• _TESTO_:
10/10/2006

 
Stefano Pirovano 
 
 
Intervista a Vito Acconci

 
   
 
 
   





Acconci Studio, West 8 th Street Subway Station, 2004. Coney Island, Brooklyn.




Prototypes for sound-station, 2004-2005














Plaza of Plazas: preliminary approach to a renovation of Place Kleber, Strasbourg, 2005




Housing and Public Spaces. Beaumont, 2006




Housing and Public Spaces. Beaumont, 2006



 
All’inizio lei era un poeta. Come hanno fatto le parole a diventare strutture?

La mia poesia era basata su domande del tipo: cosa ti fa muovere dal margine destro a quello sinistro o dall’alto al fondo di una pagina? Trattavo la pagina alla stregua di un campo sul quale come io potevo muovermi da scrittore, così un’altro poteva farlo da lettore. Ho usato giochi di parole per eliminare i loro significati; le parole diventavano segnali per viaggiare sulla pagina. In retrospettiva, il mio lavoro potrebbe essere diventato architettura allora. Usavo la pagina come un modello astratto di uno spazio attuale. Il mio lavoro è progredito – e ci è voluto molto tempo – dalla struttura della frase alla struttura dei luoghi.

…ora lavora in gruppo, con altre persone. E’ cambiato qualcosa nel suo approccio alla creatività?

Non credo nella creatività. Nulla viene da nulla; credo in un’organizzazione, e dis-organizzazione, e riorganizzazione di ciò che già esiste. Quando per la prima volta ho fatto un lavoro in un contesto artistico – quando l’opera era una performance, quando mi concentravo sulla mia stessa persona e sull’interazione con le altre persone – è allora che ho pensato che avevo bisogno di essere solo per pensare: stavo prendendo appunti da un sotterraneo oscuro e profondo. Più tardi, quando ho iniziato a progettare spazi pubblici, luoghi per altre persone, ho capito che non avrei potuto più lavorare come un singolo agente, come un singolo “artista”: se il lavoro inizia come privato, finisce come privato – un lavoro che deve diventare pubblico, deve iniziare, almeno, come quasi pubblico, o semi-pubblico. Il numero uno è uno solo, il due è una coppia, o un’immagine allo specchio, una terza persona infittisce la trama, incomincia una discussione, un confronto – il “pubblico” inizia quando inizia un confronto.

• _COMPITO INDICATO A_: Conta quante righe dei record qui sotto contengono la stringa "roof", distinguendo tra maiuscole e minuscole. Scrivi solo il numero.

• _DATI REGISTRATI_:
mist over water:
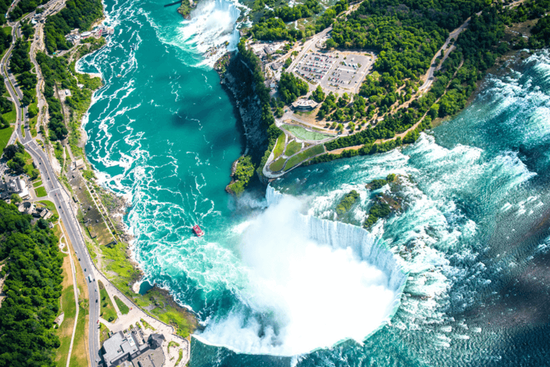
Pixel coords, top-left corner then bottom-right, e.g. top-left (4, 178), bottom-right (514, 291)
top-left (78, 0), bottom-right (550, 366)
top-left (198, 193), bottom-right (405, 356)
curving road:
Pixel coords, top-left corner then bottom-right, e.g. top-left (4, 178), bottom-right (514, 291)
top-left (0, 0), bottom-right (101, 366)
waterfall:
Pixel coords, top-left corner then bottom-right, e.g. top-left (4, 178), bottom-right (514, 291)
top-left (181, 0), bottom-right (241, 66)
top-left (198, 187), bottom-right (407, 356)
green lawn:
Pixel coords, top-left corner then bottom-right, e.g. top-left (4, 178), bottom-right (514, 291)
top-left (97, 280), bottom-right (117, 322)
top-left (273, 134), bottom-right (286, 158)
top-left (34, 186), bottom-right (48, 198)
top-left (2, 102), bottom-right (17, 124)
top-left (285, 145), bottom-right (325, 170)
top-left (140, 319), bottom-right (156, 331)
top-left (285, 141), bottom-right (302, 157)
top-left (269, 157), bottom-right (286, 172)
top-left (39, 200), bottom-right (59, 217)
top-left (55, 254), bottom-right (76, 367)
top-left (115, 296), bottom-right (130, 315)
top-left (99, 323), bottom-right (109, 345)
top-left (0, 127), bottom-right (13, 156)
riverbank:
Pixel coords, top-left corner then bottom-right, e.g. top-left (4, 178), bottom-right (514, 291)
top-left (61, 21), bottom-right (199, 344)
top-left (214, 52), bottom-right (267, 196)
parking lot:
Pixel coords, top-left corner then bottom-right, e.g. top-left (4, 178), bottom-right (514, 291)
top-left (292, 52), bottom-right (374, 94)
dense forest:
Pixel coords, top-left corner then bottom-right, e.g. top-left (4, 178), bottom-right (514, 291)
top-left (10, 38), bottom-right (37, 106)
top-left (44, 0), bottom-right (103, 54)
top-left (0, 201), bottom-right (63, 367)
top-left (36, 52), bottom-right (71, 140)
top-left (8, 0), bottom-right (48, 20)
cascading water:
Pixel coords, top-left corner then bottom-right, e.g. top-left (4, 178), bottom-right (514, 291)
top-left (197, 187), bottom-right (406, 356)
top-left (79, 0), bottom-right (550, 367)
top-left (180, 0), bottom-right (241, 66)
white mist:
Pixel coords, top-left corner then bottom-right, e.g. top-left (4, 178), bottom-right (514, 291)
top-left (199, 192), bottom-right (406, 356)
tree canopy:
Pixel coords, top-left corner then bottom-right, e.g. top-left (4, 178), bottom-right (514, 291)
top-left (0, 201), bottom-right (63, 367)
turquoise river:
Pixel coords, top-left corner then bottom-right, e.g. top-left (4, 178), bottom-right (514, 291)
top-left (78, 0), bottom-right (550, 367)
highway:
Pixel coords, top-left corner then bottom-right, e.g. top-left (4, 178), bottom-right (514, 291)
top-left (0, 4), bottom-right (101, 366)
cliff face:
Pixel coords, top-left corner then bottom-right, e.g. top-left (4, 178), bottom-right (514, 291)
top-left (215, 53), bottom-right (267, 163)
...
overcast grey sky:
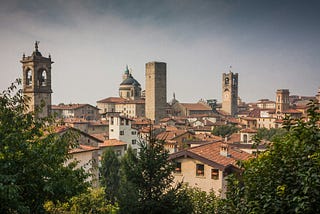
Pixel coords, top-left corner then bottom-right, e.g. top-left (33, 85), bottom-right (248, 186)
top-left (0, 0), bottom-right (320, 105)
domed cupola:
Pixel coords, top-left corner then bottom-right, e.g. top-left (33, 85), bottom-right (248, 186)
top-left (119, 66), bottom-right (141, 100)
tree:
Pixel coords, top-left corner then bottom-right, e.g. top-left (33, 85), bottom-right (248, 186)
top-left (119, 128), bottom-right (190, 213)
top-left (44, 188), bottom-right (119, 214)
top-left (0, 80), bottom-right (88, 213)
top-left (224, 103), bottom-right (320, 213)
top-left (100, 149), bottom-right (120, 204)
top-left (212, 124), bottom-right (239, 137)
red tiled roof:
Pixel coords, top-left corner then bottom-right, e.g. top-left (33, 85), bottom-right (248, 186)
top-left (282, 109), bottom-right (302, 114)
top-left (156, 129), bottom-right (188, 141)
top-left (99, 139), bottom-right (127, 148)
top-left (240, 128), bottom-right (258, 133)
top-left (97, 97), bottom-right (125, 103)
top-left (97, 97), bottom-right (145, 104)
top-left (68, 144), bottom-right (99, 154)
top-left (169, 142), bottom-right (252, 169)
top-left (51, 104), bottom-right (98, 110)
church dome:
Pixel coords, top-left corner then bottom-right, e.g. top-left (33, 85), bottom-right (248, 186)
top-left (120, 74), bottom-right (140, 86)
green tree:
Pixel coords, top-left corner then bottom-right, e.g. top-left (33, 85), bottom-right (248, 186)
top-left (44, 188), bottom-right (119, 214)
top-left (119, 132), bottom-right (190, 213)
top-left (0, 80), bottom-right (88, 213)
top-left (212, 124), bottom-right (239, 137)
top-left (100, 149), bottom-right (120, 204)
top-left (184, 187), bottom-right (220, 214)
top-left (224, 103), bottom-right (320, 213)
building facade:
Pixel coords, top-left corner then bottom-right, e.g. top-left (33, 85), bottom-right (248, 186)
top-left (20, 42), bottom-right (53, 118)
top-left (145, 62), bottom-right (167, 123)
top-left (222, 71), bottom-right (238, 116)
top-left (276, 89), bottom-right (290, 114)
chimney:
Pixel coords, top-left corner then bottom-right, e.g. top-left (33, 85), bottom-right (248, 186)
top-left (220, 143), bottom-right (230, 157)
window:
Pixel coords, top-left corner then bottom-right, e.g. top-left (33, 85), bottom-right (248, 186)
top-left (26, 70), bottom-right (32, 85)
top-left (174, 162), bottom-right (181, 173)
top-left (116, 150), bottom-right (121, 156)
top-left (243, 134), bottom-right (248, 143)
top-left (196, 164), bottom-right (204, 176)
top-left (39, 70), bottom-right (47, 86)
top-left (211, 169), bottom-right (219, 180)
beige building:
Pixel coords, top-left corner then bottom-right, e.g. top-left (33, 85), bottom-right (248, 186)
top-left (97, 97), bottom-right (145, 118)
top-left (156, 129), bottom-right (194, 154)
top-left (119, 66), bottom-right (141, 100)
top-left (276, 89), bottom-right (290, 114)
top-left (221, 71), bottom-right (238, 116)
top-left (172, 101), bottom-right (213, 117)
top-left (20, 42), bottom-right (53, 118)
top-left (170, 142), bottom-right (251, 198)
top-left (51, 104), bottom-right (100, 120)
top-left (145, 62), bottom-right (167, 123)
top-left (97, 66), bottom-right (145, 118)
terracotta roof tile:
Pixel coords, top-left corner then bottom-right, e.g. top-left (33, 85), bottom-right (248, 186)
==
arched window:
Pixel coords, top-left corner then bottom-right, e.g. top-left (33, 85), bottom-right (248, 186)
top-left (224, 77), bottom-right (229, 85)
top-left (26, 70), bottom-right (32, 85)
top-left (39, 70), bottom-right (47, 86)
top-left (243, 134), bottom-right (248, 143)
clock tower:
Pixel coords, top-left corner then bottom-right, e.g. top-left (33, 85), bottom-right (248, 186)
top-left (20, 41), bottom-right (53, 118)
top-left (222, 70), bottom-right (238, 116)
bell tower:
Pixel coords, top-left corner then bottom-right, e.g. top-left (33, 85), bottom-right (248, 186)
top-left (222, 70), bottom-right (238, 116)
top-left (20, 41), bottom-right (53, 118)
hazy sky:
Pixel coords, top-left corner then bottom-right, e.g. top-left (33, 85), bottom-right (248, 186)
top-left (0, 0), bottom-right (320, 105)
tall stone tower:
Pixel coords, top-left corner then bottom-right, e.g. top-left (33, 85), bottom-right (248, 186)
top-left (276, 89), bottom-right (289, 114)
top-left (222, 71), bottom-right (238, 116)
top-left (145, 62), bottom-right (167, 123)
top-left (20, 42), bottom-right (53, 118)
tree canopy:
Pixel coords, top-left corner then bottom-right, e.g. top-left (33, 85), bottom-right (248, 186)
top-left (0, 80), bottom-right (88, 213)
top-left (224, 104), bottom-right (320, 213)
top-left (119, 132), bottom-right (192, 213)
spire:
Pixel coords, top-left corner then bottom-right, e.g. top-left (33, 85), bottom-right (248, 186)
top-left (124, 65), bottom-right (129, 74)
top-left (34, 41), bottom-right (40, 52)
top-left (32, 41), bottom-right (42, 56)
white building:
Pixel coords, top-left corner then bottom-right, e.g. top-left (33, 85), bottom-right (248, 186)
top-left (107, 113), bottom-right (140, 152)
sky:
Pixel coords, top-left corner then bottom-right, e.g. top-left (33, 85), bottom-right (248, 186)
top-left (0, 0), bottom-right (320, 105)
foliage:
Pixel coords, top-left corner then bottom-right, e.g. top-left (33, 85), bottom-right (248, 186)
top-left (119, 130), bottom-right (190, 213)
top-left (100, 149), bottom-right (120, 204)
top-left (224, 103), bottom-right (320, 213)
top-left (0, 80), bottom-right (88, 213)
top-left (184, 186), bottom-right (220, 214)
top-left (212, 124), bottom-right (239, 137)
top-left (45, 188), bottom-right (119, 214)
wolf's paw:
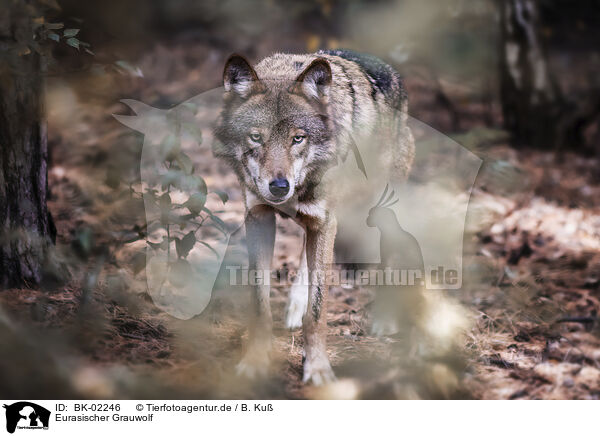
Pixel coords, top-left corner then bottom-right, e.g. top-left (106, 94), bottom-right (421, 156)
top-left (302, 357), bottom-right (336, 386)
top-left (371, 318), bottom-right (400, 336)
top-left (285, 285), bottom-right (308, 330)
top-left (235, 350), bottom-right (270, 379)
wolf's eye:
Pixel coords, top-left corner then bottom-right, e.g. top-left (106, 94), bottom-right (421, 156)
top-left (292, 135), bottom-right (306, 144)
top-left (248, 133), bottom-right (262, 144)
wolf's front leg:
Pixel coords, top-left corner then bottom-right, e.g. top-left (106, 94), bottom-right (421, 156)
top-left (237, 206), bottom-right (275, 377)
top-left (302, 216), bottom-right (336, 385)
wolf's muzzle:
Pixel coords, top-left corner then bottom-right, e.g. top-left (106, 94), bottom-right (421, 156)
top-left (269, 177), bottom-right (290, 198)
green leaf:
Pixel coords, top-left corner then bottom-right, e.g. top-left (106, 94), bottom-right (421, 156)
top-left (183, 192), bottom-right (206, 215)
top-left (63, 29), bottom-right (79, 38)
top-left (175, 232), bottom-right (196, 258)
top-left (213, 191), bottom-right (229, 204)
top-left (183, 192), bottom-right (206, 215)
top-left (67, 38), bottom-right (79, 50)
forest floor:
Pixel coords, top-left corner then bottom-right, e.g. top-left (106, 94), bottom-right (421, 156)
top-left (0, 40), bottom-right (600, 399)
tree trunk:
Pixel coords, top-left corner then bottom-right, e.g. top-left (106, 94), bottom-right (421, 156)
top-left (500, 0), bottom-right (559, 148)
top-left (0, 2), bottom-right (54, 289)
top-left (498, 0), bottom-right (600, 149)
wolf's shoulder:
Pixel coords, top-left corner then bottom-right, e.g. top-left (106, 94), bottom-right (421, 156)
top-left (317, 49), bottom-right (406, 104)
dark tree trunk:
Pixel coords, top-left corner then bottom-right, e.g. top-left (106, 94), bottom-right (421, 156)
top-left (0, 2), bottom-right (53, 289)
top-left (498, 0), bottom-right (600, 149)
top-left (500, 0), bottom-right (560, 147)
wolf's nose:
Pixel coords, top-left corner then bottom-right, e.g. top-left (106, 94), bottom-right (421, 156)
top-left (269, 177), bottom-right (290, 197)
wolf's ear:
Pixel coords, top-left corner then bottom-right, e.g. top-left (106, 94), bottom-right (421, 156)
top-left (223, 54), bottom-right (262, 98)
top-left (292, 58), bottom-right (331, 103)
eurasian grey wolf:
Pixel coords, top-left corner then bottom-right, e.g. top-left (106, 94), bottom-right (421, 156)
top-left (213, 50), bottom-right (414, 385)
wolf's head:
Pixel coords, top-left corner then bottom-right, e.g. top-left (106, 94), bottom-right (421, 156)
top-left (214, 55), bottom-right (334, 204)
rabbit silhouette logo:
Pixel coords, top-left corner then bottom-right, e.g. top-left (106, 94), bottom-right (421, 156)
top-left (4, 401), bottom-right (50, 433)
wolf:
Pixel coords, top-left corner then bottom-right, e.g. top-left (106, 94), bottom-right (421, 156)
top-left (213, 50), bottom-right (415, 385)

• _COMPITO INDICATO B_: Per favore, stabilisci se le seguenti affermazioni concordano con l'intervista riportata sopra, rispondendo sì o no e citando alla lettera le parole decisive: (i) Acconci dichiara di credere nella creatività; (ii) nella sua poesia le parole diventavano segnali per viaggiare sulla pagina; (iii) secondo Acconci il "pubblico" comincia quando comincia un confronto.

• _RISPOSTA COMPLETA A_: 2

• _RISPOSTA COMPLETA B_:
(i) No: "Non credo nella creatività."
(ii) Sì: "le parole diventavano segnali per viaggiare sulla pagina"
(iii) Sì: "il “pubblico” inizia quando inizia un confronto"